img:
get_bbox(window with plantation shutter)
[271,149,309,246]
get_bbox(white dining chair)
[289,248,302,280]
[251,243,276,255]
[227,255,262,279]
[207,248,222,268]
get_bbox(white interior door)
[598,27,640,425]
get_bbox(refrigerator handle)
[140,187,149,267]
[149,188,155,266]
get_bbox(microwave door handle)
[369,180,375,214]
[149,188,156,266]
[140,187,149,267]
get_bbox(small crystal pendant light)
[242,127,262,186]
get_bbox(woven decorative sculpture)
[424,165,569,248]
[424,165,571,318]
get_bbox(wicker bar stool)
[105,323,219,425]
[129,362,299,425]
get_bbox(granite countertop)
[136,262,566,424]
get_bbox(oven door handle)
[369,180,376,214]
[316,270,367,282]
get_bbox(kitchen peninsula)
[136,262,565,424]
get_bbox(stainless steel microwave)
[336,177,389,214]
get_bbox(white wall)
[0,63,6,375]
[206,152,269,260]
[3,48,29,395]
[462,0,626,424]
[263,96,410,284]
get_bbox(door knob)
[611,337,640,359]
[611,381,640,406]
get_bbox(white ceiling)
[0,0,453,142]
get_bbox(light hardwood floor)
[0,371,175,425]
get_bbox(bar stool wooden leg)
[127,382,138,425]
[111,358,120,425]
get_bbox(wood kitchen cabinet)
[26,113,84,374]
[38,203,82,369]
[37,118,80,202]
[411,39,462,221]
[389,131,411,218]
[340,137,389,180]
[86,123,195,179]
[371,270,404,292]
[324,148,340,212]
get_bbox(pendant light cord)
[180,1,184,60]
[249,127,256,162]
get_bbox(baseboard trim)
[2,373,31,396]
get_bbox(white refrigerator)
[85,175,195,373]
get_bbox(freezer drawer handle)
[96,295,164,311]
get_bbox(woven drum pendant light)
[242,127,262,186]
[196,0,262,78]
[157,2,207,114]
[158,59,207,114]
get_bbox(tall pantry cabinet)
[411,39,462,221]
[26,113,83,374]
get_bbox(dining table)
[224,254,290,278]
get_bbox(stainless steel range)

• • •

* Work to do
Copy the listing above word for word, from its first line to its last.

* Answer in full
img:
get_bbox(window with plantation shutter)
[271,149,309,246]
get_bbox(white dining chair)
[289,248,302,280]
[251,243,276,255]
[227,255,262,279]
[207,248,222,268]
get_bbox(white interior door)
[598,27,640,425]
get_bbox(refrigerator handle)
[140,187,149,267]
[149,188,155,266]
get_bbox(microwave door handle)
[369,180,375,214]
[149,188,156,266]
[140,187,149,267]
get_bbox(small crystal pendant light)
[242,127,262,186]
get_bbox(woven decorative sculpture)
[424,165,569,248]
[424,165,571,318]
get_bbox(wicker bar stool)
[105,323,219,425]
[129,362,299,425]
get_bbox(granite countertop)
[136,262,566,424]
get_bbox(oven door handle)
[369,180,376,214]
[316,270,367,282]
get_bbox(kitchen peninsula)
[136,262,565,424]
get_bbox(stainless steel microwave)
[336,177,389,214]
get_bbox(white wall)
[0,63,6,375]
[206,152,269,260]
[3,48,29,395]
[462,0,626,424]
[263,96,410,284]
get_bbox(door knob)
[611,337,640,359]
[611,381,640,406]
get_bbox(white ceiling)
[0,0,453,142]
get_bbox(light hardwood floor)
[0,371,175,425]
get_bbox(bar stool wooden leg)
[127,382,138,425]
[111,358,120,425]
get_bbox(wood kitchen cabinet)
[26,113,84,374]
[38,203,82,369]
[37,118,80,202]
[411,39,462,221]
[389,131,411,218]
[340,137,389,180]
[86,123,195,179]
[371,270,404,292]
[324,148,340,212]
get_bbox(pendant light cord)
[180,1,184,60]
[249,127,256,162]
get_bbox(baseboard trim)
[2,373,31,396]
get_bbox(white refrigerator)
[85,175,195,373]
get_bbox(freezer drawer handle)
[96,295,164,311]
get_bbox(woven drum pendant light)
[242,127,262,186]
[196,0,262,78]
[157,2,207,114]
[158,59,207,114]
get_bbox(tall pantry cabinet)
[411,39,462,221]
[26,113,83,374]
get_bbox(dining table)
[224,254,290,278]
get_bbox(stainless steel range)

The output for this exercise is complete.